[Opening Source information section]
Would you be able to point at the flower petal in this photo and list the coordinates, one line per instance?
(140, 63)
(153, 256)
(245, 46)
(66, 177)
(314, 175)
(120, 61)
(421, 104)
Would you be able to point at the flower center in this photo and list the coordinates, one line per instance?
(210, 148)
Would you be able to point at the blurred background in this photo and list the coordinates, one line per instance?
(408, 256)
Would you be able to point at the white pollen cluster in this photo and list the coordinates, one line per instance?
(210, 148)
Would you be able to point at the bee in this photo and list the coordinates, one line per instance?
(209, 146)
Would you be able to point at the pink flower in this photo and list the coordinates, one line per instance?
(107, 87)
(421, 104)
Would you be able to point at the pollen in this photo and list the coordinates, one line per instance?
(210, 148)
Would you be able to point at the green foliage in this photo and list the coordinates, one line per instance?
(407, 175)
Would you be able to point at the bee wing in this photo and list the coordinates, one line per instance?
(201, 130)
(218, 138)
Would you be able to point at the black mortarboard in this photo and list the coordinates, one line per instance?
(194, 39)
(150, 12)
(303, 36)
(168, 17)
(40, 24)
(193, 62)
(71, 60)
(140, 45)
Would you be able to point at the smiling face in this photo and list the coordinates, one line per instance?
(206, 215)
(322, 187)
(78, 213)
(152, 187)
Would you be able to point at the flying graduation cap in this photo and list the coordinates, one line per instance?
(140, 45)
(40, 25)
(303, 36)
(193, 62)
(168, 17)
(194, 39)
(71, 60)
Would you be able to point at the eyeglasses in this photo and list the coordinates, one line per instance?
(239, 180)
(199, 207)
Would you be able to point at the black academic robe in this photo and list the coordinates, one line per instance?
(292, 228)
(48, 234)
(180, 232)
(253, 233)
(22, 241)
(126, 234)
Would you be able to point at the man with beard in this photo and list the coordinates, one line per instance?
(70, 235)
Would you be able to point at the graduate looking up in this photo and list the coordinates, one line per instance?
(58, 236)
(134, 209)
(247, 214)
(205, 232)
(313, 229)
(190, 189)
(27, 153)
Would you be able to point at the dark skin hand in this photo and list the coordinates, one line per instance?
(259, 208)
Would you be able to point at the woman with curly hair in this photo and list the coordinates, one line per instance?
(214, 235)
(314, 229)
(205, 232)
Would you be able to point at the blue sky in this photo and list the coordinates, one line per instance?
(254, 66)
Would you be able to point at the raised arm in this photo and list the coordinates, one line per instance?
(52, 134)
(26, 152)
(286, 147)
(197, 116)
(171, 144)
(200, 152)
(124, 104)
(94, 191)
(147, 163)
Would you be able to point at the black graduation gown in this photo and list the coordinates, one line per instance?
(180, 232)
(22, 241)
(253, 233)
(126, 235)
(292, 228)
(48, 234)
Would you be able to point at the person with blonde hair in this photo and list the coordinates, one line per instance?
[Closing Source information section]
_Assigned task_
Down to the last line, return the data above exactly.

_Written reply_
Would you be able to point at the flower petal in this photo and list the coordinates, one line per instance?
(140, 63)
(153, 256)
(245, 46)
(66, 177)
(314, 175)
(120, 61)
(421, 104)
Would you be able to point at the flower center in this photo and list the coordinates, one line per instance?
(210, 148)
Would you be able to point at the blurred background in this photo and list the coordinates, one line per instance?
(408, 256)
Would you be able to point at the white pollen cluster in this photo and list the coordinates, one line per instance?
(210, 148)
Would you be able to point at the bee in this photo and list the coordinates, one line per instance?
(209, 146)
Would you be able to point at the pink flower in this photo and list the coordinates, one line per instance?
(107, 87)
(421, 104)
Would you be able to point at the pollen in this photo and list the coordinates, one line per instance?
(210, 148)
Would you be able to point at the green foliage in this photo and list the coordinates, one line per instance?
(407, 175)
Would you be able to point at the bee wing in this photo and list the coordinates, one line per instance?
(201, 130)
(218, 138)
Would you be able to point at the black mortarboard in this photo and list the coordinates, one line per instance?
(194, 39)
(150, 12)
(303, 36)
(168, 17)
(40, 24)
(193, 62)
(71, 60)
(140, 45)
Would you be able to point at the smiling face in this photo and list the coordinates, one line per instance?
(206, 215)
(322, 187)
(78, 213)
(152, 187)
Would you be able to point at the flying graduation cap in this photo and list the coordinates, one line per instance?
(140, 45)
(40, 25)
(303, 36)
(193, 62)
(168, 17)
(194, 39)
(71, 60)
Would you be able to point at the eyeglasses in this photo and list the coordinates, one line per instance?
(239, 180)
(199, 207)
Would you be able to point at the black academic robe in this photo and list the coordinates, one line per instance?
(292, 228)
(48, 234)
(180, 232)
(253, 233)
(22, 241)
(126, 234)
Would you be able to point at the man with beard in this photo and list the coordinates, one line per instance?
(70, 235)
Would you be able to point at the graduate looking up in this photo and list the coordinates, one line per instance?
(58, 236)
(134, 209)
(247, 214)
(205, 232)
(313, 229)
(190, 189)
(27, 153)
Would you be able to point at the dark skin hand in this photo and list the coordinates, one line per instance?
(259, 208)
Would you be able to point at the woman with curly hair in this photo and list the coordinates, one line per instance?
(214, 235)
(314, 229)
(205, 232)
Would you be able to point at the blue sky in this photo and list the coordinates, one line per instance?
(254, 66)
Would you be able to point at the raised arm in this photo and list the coordinates, one line per instance?
(52, 134)
(26, 152)
(286, 147)
(197, 116)
(171, 144)
(200, 152)
(124, 104)
(94, 191)
(147, 163)
Would you be able to point at the black graduation gown in this photo and list the coordinates, one line per instance?
(180, 232)
(22, 241)
(253, 233)
(126, 235)
(292, 228)
(48, 234)
Would you be able to point at the person with blonde hair in this photo and list the coordinates, one line per instance?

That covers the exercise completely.